* **Request 1**
In the article on the 2023 Miles Franklin award, rewrite the stretch from "But Chai Time" through "three years later.", changing "modest" to "disappointing".
* **Request 2**
According to the article on the 2023 Miles Franklin award, how much prize money did the award carry?
* **Request 3**
Name the qualities for which the judges called Chandran's novel an accomplished work, according to the article on the 2023 Miles Franklin award.

* **Passage given**
◆ ◆ ◆ ◆ ◆ ◆ ◆

Shankari Chandran’s Chai Time at Cinnamon Gardens, an intergenerational epic confronting Australia’s uneasy relationship with multiculturalism and postcolonial trauma, has won the 2023 Miles Franklin literary award.

Chandran, a Sydney-based lawyer of Tamil heritage, collected the prestigious $60,000 award in Sydney on Tuesday night.

The judges praised Chandran’s third novel, set in an aged care facility in contemporary western Sydney and Sri Lanka’s brutal civil war, as an accomplished work of character, dialogue and action.

“It treads carefully on contested historical claims, reminding us that horrors forgotten are horrors bound to be repeated, and that the reclamation and retelling of history cannot be undertaken without listening to the story-tellers amongst us,” the judges’ said in a joint statement.

But Chai Time at Cinnamon Gardens very nearly didn’t get written, let alone published, Chandran said.

Sales for her second book, a futuristic thriller titled The Barrier, were modest and publishers had outright rejected her follow-up manuscript.

 

chai time

 

“In my heart I felt [Chai Time] would never be published in Australia, which gave me the freedom to write in the way that I wanted to write, with complete honesty,” she said. “And not only was it a liberating experience, it also just felt like the right time for me to finally explore the issues of race and identity in Australia.”

Chandran’s parents, both doctors, fled Sri Lanka as the country stood on the precipice of civil war, first to the UK where the author was born, then to Australia three years later.

◆ ◆ ◆ ◆ ◆ ◆ ◆

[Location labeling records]
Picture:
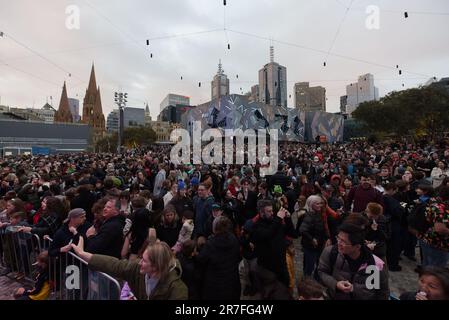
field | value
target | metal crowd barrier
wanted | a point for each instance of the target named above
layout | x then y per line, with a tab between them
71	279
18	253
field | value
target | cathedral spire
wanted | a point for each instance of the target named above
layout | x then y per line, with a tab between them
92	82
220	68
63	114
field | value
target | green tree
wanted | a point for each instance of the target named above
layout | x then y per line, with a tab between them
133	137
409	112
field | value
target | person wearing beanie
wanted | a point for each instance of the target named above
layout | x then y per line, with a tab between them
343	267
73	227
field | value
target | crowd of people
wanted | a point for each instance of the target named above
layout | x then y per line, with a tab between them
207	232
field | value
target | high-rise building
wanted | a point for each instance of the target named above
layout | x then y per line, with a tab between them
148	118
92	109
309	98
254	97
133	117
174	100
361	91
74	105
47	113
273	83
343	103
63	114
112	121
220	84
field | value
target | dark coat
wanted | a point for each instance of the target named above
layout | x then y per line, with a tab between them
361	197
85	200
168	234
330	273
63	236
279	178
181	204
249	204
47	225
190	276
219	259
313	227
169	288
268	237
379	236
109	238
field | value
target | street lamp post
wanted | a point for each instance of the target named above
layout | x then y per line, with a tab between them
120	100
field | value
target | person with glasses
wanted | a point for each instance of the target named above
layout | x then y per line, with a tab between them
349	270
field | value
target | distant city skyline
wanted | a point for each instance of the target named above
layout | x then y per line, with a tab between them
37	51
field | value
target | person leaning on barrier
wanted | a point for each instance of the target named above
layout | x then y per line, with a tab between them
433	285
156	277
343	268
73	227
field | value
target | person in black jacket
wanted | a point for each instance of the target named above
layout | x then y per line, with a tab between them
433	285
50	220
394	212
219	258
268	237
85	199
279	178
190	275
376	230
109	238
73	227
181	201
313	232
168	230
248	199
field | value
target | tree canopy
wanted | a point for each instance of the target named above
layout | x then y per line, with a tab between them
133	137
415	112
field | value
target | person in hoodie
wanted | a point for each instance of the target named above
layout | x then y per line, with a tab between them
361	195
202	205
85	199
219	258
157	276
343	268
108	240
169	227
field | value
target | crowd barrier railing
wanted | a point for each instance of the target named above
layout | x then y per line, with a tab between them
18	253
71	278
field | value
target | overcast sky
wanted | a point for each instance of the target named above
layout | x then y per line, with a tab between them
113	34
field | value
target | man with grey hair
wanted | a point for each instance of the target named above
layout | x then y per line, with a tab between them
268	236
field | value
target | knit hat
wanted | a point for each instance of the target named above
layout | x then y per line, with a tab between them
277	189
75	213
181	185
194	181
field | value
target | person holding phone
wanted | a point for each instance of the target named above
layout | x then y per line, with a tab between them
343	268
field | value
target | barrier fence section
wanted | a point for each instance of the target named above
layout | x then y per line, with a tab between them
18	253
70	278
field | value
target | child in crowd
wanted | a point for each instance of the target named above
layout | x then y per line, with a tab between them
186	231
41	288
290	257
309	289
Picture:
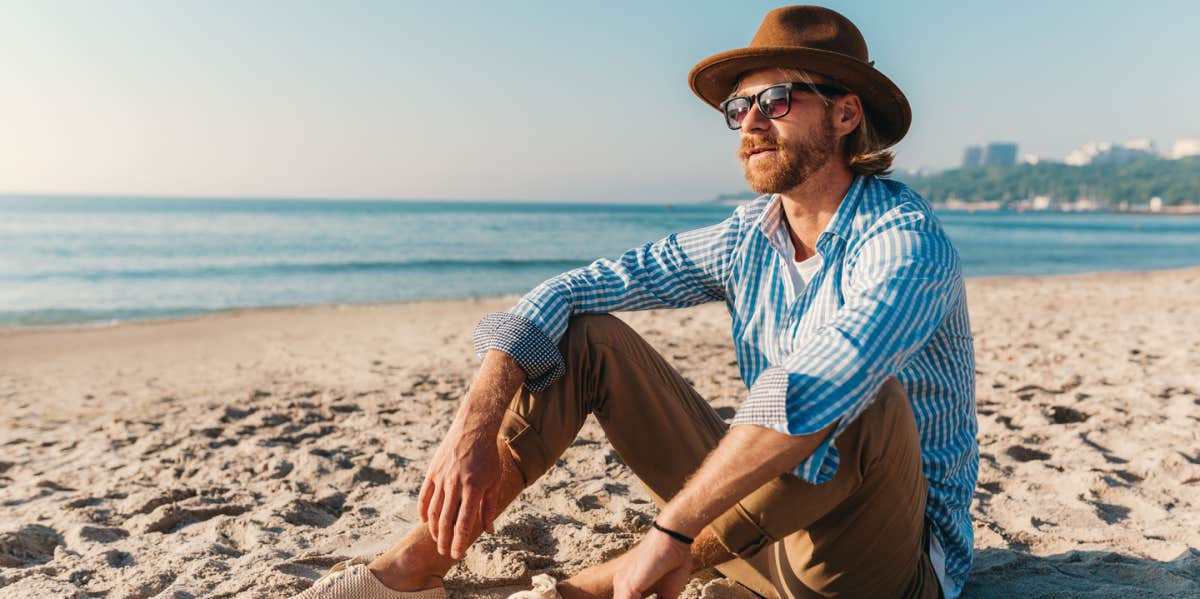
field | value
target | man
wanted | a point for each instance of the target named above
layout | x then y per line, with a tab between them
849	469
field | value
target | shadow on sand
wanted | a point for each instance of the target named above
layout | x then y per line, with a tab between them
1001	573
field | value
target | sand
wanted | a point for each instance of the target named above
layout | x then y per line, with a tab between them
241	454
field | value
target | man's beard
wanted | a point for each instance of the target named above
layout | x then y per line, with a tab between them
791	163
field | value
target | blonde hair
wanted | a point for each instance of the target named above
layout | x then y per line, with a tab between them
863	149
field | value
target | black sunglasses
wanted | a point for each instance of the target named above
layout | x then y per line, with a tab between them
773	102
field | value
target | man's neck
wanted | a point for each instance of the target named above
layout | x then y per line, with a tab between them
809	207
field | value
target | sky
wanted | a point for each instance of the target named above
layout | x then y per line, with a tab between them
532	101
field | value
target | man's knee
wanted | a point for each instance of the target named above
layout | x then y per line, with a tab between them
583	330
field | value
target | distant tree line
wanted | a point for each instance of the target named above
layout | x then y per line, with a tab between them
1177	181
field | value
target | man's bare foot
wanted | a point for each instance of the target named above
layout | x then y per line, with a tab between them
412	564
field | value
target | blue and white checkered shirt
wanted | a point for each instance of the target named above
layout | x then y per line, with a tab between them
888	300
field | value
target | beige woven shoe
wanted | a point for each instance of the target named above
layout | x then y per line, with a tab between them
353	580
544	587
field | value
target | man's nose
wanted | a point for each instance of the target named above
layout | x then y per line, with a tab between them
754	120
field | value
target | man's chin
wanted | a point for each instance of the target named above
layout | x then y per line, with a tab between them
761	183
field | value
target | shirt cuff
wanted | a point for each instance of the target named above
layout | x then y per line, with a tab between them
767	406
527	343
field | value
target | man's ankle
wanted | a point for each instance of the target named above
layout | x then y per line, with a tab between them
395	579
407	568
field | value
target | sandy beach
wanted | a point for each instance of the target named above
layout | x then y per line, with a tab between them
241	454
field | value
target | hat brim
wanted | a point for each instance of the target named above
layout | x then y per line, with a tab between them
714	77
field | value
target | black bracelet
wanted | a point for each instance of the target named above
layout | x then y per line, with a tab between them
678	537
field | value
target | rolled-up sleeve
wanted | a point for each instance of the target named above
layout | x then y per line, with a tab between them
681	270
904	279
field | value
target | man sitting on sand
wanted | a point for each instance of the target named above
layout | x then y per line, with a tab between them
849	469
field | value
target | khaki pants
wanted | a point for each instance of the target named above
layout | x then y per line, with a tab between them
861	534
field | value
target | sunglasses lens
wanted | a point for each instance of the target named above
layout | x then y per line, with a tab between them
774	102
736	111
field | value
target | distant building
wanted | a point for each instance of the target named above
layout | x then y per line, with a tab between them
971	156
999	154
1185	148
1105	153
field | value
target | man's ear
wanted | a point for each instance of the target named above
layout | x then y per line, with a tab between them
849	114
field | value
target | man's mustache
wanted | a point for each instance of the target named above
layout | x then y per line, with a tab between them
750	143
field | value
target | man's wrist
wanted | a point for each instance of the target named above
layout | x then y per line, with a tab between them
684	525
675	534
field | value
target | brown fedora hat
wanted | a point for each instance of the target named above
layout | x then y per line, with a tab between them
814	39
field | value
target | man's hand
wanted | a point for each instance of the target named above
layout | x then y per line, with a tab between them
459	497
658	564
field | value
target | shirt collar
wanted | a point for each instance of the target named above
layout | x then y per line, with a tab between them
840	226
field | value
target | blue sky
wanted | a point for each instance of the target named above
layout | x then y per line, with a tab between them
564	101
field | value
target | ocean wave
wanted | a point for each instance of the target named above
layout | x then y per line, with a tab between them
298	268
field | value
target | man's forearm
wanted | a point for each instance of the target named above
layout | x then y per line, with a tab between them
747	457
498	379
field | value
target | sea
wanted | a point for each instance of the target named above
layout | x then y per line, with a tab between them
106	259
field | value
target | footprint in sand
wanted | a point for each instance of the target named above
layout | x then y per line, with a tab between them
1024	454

◆ ◆ ◆ ◆ ◆ ◆ ◆

* **Problem solution 1**
But Chai Time at Cinnamon Gardens very nearly didn’t get written, let alone published, Chandran said.

Sales for her second book, a futuristic thriller titled The Barrier, were disappointing and publishers had outright rejected her follow-up manuscript.

 

chai time

 

“In my heart I felt [Chai Time] would never be published in Australia, which gave me the freedom to write in the way that I wanted to write, with complete honesty,” she said. “And not only was it a liberating experience, it also just felt like the right time for me to finally explore the issues of race and identity in Australia.”

Chandran’s parents, both doctors, fled Sri Lanka as the country stood on the precipice of civil war, first to the UK where the author was born, then to Australia three years later.

* **Problem solution 2**
$60,000

* **Problem solution 3**
Character, dialogue and action